:: What you should do ::
Repeat the records below verbatim, and do not copy their pictures.

━━━ Dataset content ━━━

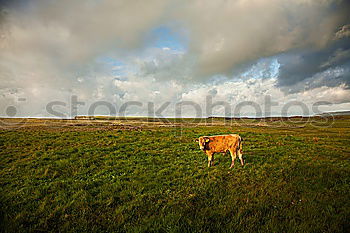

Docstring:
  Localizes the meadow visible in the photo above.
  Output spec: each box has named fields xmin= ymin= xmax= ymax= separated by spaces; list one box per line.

xmin=0 ymin=117 xmax=349 ymax=232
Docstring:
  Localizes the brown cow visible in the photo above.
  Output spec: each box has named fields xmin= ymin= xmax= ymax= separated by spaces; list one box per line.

xmin=196 ymin=134 xmax=243 ymax=168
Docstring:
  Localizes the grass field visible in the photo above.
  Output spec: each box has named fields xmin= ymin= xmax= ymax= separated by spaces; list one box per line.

xmin=0 ymin=117 xmax=349 ymax=232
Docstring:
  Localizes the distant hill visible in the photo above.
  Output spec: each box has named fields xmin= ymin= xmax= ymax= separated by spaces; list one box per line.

xmin=317 ymin=111 xmax=350 ymax=116
xmin=72 ymin=111 xmax=350 ymax=121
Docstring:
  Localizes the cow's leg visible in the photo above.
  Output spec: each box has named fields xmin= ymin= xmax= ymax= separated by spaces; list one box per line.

xmin=229 ymin=149 xmax=236 ymax=169
xmin=238 ymin=150 xmax=244 ymax=166
xmin=211 ymin=153 xmax=215 ymax=166
xmin=206 ymin=151 xmax=214 ymax=167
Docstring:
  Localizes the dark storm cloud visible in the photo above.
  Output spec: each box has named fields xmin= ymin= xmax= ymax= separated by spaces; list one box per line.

xmin=277 ymin=37 xmax=350 ymax=92
xmin=179 ymin=0 xmax=350 ymax=79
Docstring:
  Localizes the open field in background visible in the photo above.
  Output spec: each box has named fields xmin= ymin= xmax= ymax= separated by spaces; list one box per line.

xmin=0 ymin=117 xmax=349 ymax=232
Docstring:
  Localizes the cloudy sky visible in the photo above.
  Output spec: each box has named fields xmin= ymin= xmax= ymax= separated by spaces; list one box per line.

xmin=1 ymin=0 xmax=350 ymax=118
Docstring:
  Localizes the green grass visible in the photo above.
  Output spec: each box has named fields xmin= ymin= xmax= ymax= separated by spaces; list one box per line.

xmin=0 ymin=118 xmax=349 ymax=232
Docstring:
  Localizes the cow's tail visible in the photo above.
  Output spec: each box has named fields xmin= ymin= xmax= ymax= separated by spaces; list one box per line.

xmin=237 ymin=135 xmax=243 ymax=155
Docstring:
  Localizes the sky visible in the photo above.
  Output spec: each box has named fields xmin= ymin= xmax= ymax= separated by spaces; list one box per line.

xmin=0 ymin=0 xmax=350 ymax=118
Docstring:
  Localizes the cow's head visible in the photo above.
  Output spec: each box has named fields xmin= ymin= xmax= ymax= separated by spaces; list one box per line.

xmin=195 ymin=137 xmax=210 ymax=150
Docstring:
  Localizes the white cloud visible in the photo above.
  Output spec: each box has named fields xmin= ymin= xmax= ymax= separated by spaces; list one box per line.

xmin=181 ymin=78 xmax=350 ymax=117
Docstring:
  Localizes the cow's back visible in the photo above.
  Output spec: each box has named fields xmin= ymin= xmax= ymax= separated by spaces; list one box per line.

xmin=207 ymin=134 xmax=240 ymax=152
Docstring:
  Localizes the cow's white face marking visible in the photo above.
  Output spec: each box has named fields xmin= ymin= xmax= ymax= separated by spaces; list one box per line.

━━━

:: Solution to this exercise ::
Docstring:
  Localizes the meadow visible in the photo above.
  Output spec: each box has named fields xmin= ymin= xmax= ymax= separated by spaces; list one box per line.

xmin=0 ymin=117 xmax=349 ymax=232
Docstring:
  Localizes the brown cow visible in the photo above.
  Output spec: each box has named fields xmin= ymin= xmax= ymax= separated by spaces; list one box per line.

xmin=196 ymin=134 xmax=243 ymax=168
Docstring:
  Localizes the grass field visible in the photo above.
  Output spec: each box has named fields xmin= ymin= xmax= ymax= separated by spaces; list one box per line.

xmin=0 ymin=117 xmax=349 ymax=232
Docstring:
  Localizes the distant hill visible in the photo above.
  Output spec: each box has named fields xmin= ymin= xmax= ymax= separated by spaces; list one box per line.

xmin=317 ymin=111 xmax=350 ymax=116
xmin=72 ymin=111 xmax=350 ymax=121
Docstring:
  Localizes the cow's leg visible in the photo above.
  Output spec: each box has named fields xmin= ymin= xmax= ymax= separated by spaces; list one box per line.

xmin=229 ymin=149 xmax=236 ymax=169
xmin=238 ymin=150 xmax=244 ymax=166
xmin=211 ymin=153 xmax=215 ymax=166
xmin=206 ymin=151 xmax=214 ymax=167
Docstring:
  Localizes the dark storm cloud visible in the photo above.
  Output spec: each box has named fields xmin= ymin= xmax= ymax= separated by spaces; list one box per line.

xmin=277 ymin=37 xmax=350 ymax=92
xmin=179 ymin=0 xmax=350 ymax=79
Docstring:
  Localizes the open field in background visible in the photo above.
  Output spec: each box has named fields xmin= ymin= xmax= ymax= separated by spaces; list one box per line.

xmin=0 ymin=117 xmax=349 ymax=232
Docstring:
  Localizes the cloudy sky visible in the photo above.
  Output spec: each box has named fields xmin= ymin= xmax= ymax= separated by spaces; list one box per line.

xmin=1 ymin=0 xmax=350 ymax=118
Docstring:
  Localizes the green grass visible in the photo above.
  Output spec: each box has named fields xmin= ymin= xmax= ymax= separated by spaces; list one box per line.

xmin=0 ymin=118 xmax=349 ymax=232
Docstring:
  Localizes the cow's tail visible in the photo above.
  Output spec: each box has named fields xmin= ymin= xmax= ymax= separated by spaces; list one box per line.

xmin=237 ymin=135 xmax=243 ymax=155
Docstring:
  Localizes the sky visible in the photo above.
  Output spec: each box has named fields xmin= ymin= xmax= ymax= separated by spaces; list one box per line.

xmin=0 ymin=0 xmax=350 ymax=118
Docstring:
  Localizes the cow's head visible in the photo above.
  Output spec: each box has named fields xmin= ymin= xmax= ymax= separated by spaces; list one box per line.

xmin=195 ymin=137 xmax=210 ymax=150
Docstring:
  Localizes the white cloud visible in the photo above.
  Output spec: each box has named fields xmin= ymin= xmax= ymax= separated by spaces; list one box per line.

xmin=181 ymin=78 xmax=350 ymax=117
Docstring:
  Localizes the cow's back visible in the photo above.
  Output spec: each box has named fields xmin= ymin= xmax= ymax= separated by spaces; list one box per line.

xmin=207 ymin=134 xmax=240 ymax=152
Docstring:
  Localizes the cow's white face marking visible in the photo above.
  Output spec: each box has named fields xmin= ymin= xmax= ymax= separated by spaces; list one box per line.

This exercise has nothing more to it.